Maximum traversal depth: 3 levels. Deeper paths raise CanonResolutionError: dot-notation traversal exceeds maximum depth (3).
Wildcards Inside Entity References¶
Field values inside a ref: expression may be wildcards:
# genome_build wildcard inside an entity ref field
genome_build: "ref:GenomeBuild{name={genome_build}}"
# Multiple wildcards in one ref
aligner: "ref:ToolVersion{tool.name={aligner_name}, version={aligner_version}}"
# Mixed literal and wildcard fields
aligner: "ref:ToolVersion{tool.name=STAR, version={star_version}}"
Wildcards inside refs are substituted from the request spec before the entity lookup. If the wildcard is not bound, Canon raises CanonPlanningError: unbound wildcard '{name}'.
Resolution Rules¶
- All literal field values must match exactly (case-sensitive, exact string)

Stored data entries:
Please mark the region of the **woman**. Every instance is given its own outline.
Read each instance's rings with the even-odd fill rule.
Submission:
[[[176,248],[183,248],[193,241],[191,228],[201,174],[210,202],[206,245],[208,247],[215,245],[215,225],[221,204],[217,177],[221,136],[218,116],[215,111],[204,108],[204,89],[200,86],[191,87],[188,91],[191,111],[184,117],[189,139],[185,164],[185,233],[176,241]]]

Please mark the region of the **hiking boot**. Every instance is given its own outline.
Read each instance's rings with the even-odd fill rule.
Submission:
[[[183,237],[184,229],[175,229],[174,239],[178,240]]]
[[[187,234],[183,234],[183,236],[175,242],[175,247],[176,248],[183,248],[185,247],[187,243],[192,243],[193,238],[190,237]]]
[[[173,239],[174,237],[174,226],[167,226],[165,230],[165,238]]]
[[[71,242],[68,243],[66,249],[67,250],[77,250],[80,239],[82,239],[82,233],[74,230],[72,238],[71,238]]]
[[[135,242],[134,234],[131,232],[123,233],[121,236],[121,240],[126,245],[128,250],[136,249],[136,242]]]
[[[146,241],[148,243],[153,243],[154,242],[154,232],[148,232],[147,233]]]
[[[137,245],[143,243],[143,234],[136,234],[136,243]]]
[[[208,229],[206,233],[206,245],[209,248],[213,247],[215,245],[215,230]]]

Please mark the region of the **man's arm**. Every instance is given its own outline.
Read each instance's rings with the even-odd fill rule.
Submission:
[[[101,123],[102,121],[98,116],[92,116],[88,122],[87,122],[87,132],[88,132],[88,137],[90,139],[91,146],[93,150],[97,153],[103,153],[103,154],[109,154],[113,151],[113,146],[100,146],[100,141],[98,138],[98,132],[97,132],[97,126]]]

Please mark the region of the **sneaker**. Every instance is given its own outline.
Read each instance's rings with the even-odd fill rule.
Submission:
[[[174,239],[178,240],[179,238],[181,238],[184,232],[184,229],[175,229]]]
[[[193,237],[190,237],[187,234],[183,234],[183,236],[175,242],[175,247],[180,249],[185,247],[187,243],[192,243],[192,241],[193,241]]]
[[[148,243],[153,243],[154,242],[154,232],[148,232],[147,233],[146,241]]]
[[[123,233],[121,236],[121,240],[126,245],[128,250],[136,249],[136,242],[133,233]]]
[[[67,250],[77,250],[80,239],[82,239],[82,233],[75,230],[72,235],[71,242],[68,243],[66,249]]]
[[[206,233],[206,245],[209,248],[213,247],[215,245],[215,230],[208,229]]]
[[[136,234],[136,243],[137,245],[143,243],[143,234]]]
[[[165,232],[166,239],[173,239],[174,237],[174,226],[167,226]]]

▸ What to work on:
A. Revise the text on wildcards inside entity references, starting with "# Multiple wildcards" and going on through "(case-sensitive, exact string)", with "request spec" replaced by "job spec".
B. In the text on wildcards inside entity references, what error does Canon raise if a wildcard is not bound?

▸ Written responses:
A.
# Multiple wildcards in one ref
aligner: "ref:ToolVersion{tool.name={aligner_name}, version={aligner_version}}"
# Mixed literal and wildcard fields
aligner: "ref:ToolVersion{tool.name=STAR, version={star_version}}"
Wildcards inside refs are substituted from the job spec before the entity lookup. If the wildcard is not bound, Canon raises CanonPlanningError: unbound wildcard '{name}'.
Resolution Rules¶
- All literal field values must match exactly (case-sensitive, exact string)

B. CanonPlanningError: unbound wildcard '{name}'